# WHAT THE EXERCISE ASKS:
Please copy the data below exactly, from its first line through the line holding "Q: Where is the grey", and skip the pictures.

--- PROVIDED DATA Enclosed Below ---

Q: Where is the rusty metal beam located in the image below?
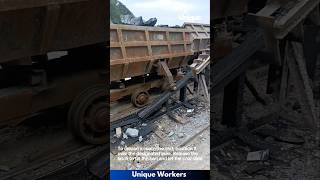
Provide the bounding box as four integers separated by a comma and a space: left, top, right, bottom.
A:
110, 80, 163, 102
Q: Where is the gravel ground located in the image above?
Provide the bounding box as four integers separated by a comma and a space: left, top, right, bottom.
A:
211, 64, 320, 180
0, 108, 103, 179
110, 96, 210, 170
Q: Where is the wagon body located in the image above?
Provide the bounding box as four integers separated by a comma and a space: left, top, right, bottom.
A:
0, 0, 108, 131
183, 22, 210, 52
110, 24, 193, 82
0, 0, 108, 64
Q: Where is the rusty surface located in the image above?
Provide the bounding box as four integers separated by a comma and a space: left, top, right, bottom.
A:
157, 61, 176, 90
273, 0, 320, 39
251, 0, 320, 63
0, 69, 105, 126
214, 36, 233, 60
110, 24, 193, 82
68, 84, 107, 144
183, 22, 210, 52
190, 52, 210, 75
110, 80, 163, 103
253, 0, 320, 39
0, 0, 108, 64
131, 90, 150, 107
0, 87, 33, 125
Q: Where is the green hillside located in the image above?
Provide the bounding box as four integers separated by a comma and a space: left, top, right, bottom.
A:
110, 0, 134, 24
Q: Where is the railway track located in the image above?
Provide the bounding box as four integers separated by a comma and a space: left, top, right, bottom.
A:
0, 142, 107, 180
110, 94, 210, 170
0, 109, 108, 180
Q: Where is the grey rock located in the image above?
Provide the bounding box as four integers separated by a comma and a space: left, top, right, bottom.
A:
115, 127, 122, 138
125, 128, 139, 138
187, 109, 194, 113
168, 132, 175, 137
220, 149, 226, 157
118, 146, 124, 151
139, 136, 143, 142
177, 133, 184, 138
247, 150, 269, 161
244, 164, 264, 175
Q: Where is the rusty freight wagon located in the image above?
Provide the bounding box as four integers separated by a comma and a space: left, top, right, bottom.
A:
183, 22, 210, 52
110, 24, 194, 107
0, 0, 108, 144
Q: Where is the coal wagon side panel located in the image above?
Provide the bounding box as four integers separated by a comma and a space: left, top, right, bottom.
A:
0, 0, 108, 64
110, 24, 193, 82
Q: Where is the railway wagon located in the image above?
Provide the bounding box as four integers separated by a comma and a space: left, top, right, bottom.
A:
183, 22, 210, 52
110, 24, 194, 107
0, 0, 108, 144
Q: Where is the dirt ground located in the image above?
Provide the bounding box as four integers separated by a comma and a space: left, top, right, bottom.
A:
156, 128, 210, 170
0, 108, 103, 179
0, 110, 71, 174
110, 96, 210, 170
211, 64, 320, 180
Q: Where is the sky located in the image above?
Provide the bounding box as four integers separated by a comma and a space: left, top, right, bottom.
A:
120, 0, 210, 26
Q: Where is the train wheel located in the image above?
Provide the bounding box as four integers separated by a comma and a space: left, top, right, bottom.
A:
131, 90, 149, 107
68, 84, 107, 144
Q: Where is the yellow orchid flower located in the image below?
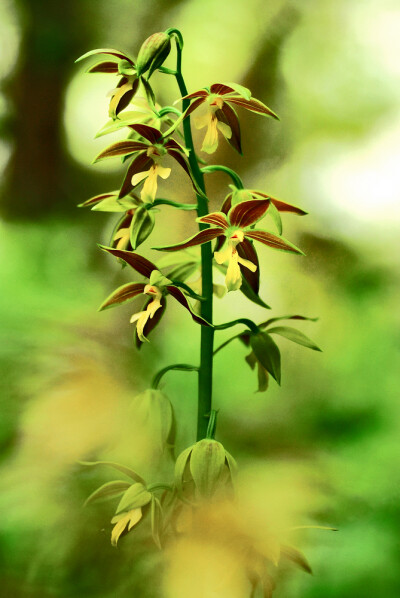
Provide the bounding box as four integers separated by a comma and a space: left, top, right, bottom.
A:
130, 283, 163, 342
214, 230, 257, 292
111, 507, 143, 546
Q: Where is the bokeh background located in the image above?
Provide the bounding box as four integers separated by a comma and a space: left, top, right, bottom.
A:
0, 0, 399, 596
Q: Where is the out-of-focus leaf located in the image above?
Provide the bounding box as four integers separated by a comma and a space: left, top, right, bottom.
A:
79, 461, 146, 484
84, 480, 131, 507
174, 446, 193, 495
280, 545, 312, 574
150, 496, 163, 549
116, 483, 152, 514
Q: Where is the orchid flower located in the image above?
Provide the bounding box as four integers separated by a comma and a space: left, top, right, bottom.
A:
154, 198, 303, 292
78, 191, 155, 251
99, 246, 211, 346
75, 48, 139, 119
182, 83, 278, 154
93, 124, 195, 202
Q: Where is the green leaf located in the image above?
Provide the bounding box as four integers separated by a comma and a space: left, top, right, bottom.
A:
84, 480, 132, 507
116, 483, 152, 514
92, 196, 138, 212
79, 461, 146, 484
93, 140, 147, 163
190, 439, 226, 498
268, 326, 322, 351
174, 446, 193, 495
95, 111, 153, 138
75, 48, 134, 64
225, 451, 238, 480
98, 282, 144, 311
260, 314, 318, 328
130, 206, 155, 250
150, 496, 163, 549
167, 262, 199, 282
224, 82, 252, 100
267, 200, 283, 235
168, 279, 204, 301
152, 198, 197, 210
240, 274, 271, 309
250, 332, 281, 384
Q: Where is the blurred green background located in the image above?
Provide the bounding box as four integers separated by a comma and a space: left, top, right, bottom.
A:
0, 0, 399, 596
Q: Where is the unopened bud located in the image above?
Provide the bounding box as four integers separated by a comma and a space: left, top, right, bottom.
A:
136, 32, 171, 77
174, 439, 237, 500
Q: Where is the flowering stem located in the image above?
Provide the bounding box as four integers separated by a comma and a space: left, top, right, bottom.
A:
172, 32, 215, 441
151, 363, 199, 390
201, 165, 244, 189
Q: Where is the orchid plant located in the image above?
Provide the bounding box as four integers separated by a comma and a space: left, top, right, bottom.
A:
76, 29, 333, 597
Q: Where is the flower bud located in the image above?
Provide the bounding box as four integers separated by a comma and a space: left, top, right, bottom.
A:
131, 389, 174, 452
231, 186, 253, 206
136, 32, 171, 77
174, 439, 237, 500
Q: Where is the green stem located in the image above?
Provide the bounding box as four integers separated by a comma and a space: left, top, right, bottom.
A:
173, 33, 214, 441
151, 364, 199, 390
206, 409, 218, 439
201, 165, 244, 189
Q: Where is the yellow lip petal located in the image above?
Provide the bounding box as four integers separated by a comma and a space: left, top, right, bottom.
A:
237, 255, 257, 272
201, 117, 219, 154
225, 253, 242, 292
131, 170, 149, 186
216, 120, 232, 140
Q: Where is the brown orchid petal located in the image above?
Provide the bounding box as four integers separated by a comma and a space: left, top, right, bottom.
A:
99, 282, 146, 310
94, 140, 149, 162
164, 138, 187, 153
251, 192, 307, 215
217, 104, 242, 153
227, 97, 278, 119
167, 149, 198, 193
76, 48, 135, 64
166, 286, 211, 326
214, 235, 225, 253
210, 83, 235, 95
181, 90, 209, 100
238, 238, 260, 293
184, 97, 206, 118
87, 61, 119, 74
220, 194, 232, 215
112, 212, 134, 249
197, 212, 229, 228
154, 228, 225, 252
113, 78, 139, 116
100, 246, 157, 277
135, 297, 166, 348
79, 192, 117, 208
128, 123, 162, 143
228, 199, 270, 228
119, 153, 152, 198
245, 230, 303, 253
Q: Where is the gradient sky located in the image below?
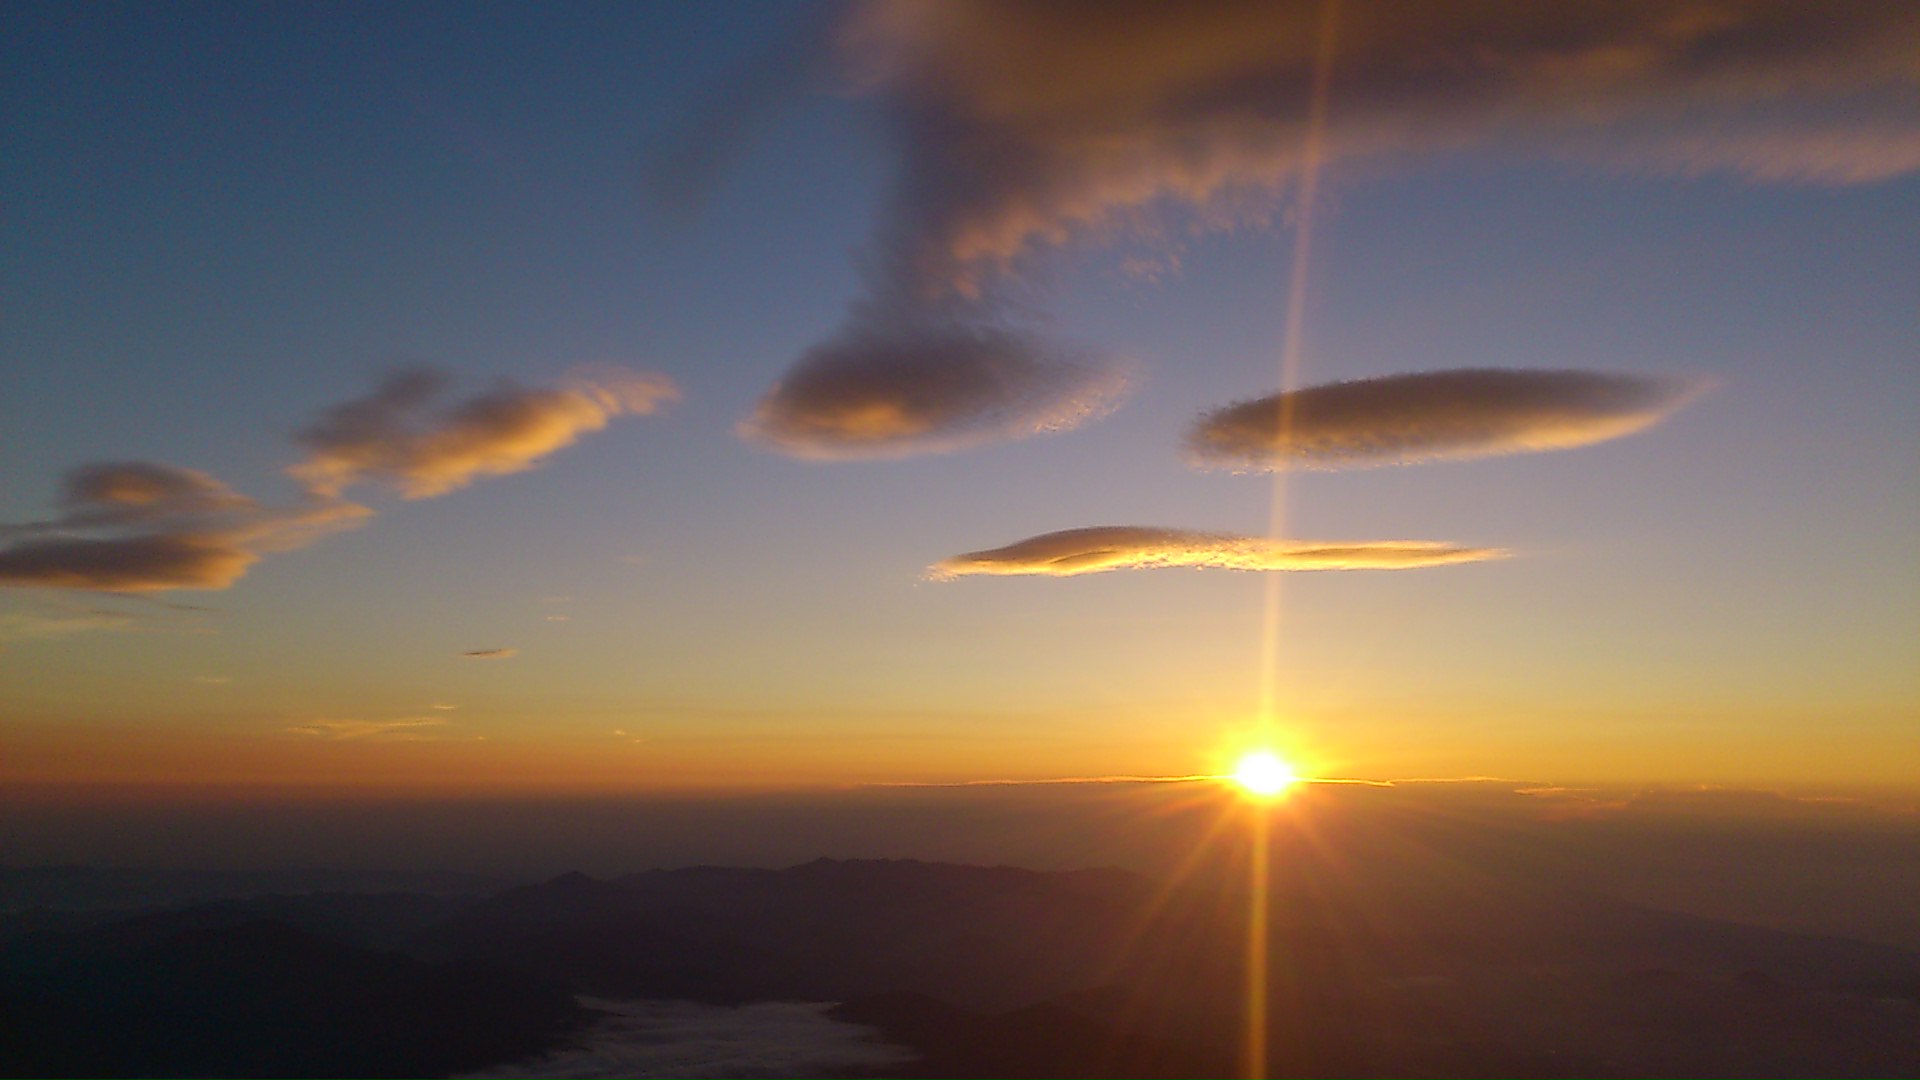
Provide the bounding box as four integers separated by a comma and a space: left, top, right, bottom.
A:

--- End of Enclosed PROVIDED DATA ---

# EXPECTED ANSWER:
Q: Where is the rusty metal beam located in the image below?
Provide the bounding box as four integers separated by a comma and a space: left, top, right, bottom.
A:
110, 80, 163, 102
Q: Where is the gravel ground located in the image above?
Provide the bounding box as four integers separated by a comma and a space: left, top, right, bottom.
A:
211, 64, 320, 180
0, 108, 103, 179
110, 96, 210, 170
Q: Where is the wagon body located in the image above?
Provide the bounding box as four integers separated by a comma and a space: left, top, right, bottom.
A:
0, 0, 108, 131
183, 22, 210, 52
110, 24, 193, 82
0, 0, 108, 64
Q: Where is the rusty surface located in the image above?
Provide the bounding box as four integers separated by a comma and a space: left, top, right, bottom.
A:
157, 61, 176, 90
273, 0, 320, 39
251, 0, 320, 63
0, 69, 105, 126
214, 36, 233, 60
110, 24, 193, 82
68, 84, 107, 144
183, 22, 210, 52
190, 52, 210, 75
110, 80, 163, 103
253, 0, 320, 39
0, 0, 108, 64
131, 90, 150, 107
0, 87, 33, 125
Q: Where is the green hillside located in the image above?
Provide the bounding box as four integers separated by a comma and a space: left, top, right, bottom.
A:
110, 0, 134, 24
Q: Where is the railway track located in the image above?
Provide the bounding box as four integers separated by a comma and a space: left, top, right, bottom.
A:
0, 142, 107, 180
110, 94, 210, 170
0, 109, 108, 180
Q: Where is the grey rock located in the image above?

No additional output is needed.